◆ **TASK DETAILS**
Arrange everything from the start of the rows down to the row containing "[340,823,434,891]" as a two-column CSV headed text and answer, one line per row with its text and all of its boxes, each value in a single quoted field with line breaks replaced by spaces. Leave the pictures out.

◆ **SUPPLIED RECORDS**
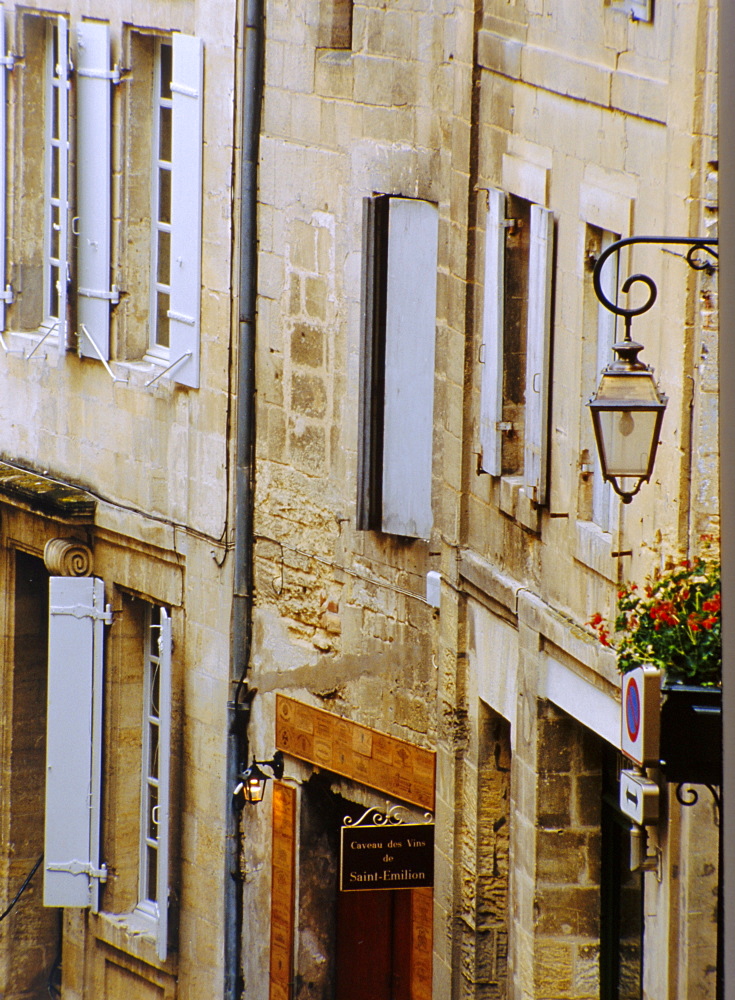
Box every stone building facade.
[0,0,718,1000]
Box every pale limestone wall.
[0,0,238,1000]
[461,3,718,997]
[245,0,472,998]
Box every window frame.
[135,604,172,960]
[0,7,14,336]
[148,37,173,361]
[479,188,555,507]
[41,15,71,346]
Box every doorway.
[3,551,61,1000]
[335,889,412,1000]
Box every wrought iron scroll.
[343,802,434,827]
[592,236,719,341]
[676,781,720,817]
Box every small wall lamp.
[232,750,283,803]
[587,236,718,503]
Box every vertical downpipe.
[224,0,264,1000]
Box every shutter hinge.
[77,284,120,306]
[171,82,199,97]
[49,604,112,625]
[46,858,107,882]
[166,309,197,326]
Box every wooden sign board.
[269,781,296,1000]
[339,823,434,892]
[276,694,436,812]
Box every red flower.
[702,591,722,613]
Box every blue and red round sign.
[625,677,641,743]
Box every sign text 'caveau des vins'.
[340,823,434,891]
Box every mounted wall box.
[426,569,442,608]
[620,771,659,826]
[620,664,662,767]
[610,0,653,23]
[43,576,112,913]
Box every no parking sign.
[620,666,661,767]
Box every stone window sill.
[575,521,618,583]
[498,476,541,535]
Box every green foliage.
[589,556,722,687]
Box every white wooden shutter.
[168,33,204,388]
[76,21,112,360]
[523,205,554,504]
[480,189,505,476]
[156,608,172,960]
[592,230,620,531]
[56,16,71,359]
[383,198,439,538]
[43,576,110,912]
[0,5,12,333]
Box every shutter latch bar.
[49,604,112,625]
[77,66,120,83]
[46,858,107,882]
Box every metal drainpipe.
[224,0,264,1000]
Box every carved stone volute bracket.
[43,538,93,576]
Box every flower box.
[660,681,722,785]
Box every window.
[0,7,13,343]
[357,195,439,538]
[149,40,173,357]
[480,189,554,506]
[5,14,116,358]
[43,17,70,344]
[578,226,620,532]
[148,33,203,386]
[600,743,644,1000]
[43,576,111,912]
[136,605,171,958]
[74,21,118,360]
[317,0,353,49]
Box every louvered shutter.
[480,189,505,476]
[76,21,112,360]
[43,576,109,912]
[523,205,554,504]
[591,231,620,531]
[0,6,10,333]
[56,16,70,350]
[382,198,439,538]
[168,33,204,388]
[156,608,172,960]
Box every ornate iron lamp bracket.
[592,236,719,341]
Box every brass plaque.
[276,694,436,812]
[269,781,296,1000]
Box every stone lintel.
[0,462,97,524]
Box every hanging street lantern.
[587,340,668,503]
[587,236,717,503]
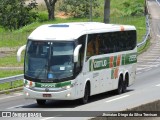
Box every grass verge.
[0,80,23,91]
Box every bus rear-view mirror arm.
[74,44,82,63]
[17,45,26,62]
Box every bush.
[122,1,144,16]
[59,0,99,18]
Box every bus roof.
[28,22,136,41]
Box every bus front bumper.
[24,87,76,100]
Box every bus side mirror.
[74,45,82,62]
[17,45,26,62]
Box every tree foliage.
[0,0,37,30]
[103,0,111,23]
[44,0,57,20]
[122,1,144,16]
[60,0,99,17]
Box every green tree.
[44,0,58,20]
[0,0,37,30]
[60,0,99,18]
[103,0,110,23]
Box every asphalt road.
[0,0,160,120]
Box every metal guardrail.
[137,15,150,47]
[0,74,24,84]
[0,15,150,86]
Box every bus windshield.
[24,40,74,81]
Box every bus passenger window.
[87,35,95,59]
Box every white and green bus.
[17,22,137,105]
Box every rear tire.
[36,100,46,105]
[80,85,90,104]
[115,76,124,95]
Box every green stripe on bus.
[89,53,137,71]
[35,81,71,88]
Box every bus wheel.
[116,76,123,95]
[80,85,90,104]
[36,100,46,105]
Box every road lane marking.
[105,95,130,103]
[156,0,160,6]
[7,105,24,109]
[156,84,160,87]
[0,94,23,100]
[40,117,55,120]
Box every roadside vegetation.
[0,0,146,78]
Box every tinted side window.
[87,34,100,59]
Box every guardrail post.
[10,81,13,88]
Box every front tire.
[36,100,46,106]
[80,85,90,104]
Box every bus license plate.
[43,94,52,97]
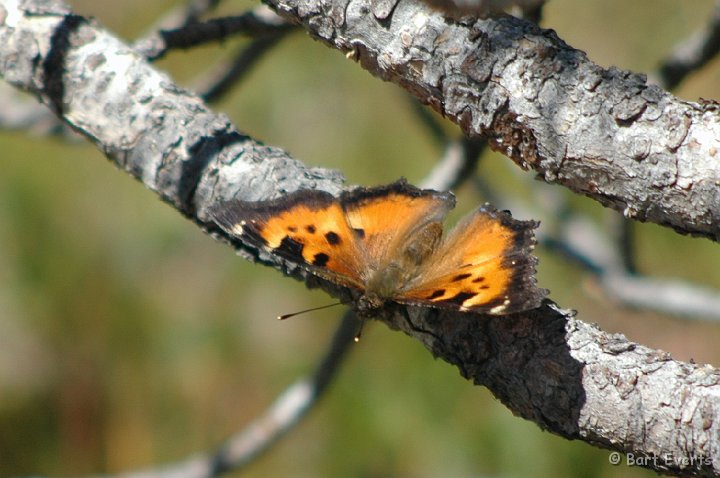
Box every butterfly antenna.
[278,302,342,320]
[353,317,365,343]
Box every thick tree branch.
[0,0,720,476]
[267,0,720,240]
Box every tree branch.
[0,0,720,476]
[267,0,720,240]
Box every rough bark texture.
[266,0,720,240]
[0,0,720,476]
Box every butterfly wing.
[209,190,365,289]
[396,206,547,315]
[341,180,455,270]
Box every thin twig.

◆ **OUTPUT FOR THIS EXERCISE**
text,answer
"Box every stone building facade.","[0,0,718,1000]"
"Box every pale limestone wall.","[0,0,238,1000] [461,3,718,997] [245,0,472,998]"
"Box every window frame.","[135,604,172,960] [0,7,14,336] [148,37,173,361] [479,188,555,507] [41,15,71,346]"
"Box every doorway.","[3,551,61,1000] [335,889,412,1000]"
"Box every wrought iron scroll.","[343,802,434,827] [592,236,719,341] [676,781,720,817]"
"Box every small wall lamp.","[232,750,283,803] [587,236,718,503]"
"Box every vertical downpipe.","[224,0,264,1000]"
"Box every shutter hinge.","[77,284,120,306] [171,82,199,97] [49,604,112,625] [46,858,107,882] [166,309,197,326]"
"Box every wooden sign board.","[269,781,296,1000] [339,823,434,892] [276,694,436,812]"
"Box every red flower.","[702,591,722,613]"
"Box every blue and red round sign.","[625,677,641,743]"
"Box every sign text 'caveau des vins'.","[340,823,434,891]"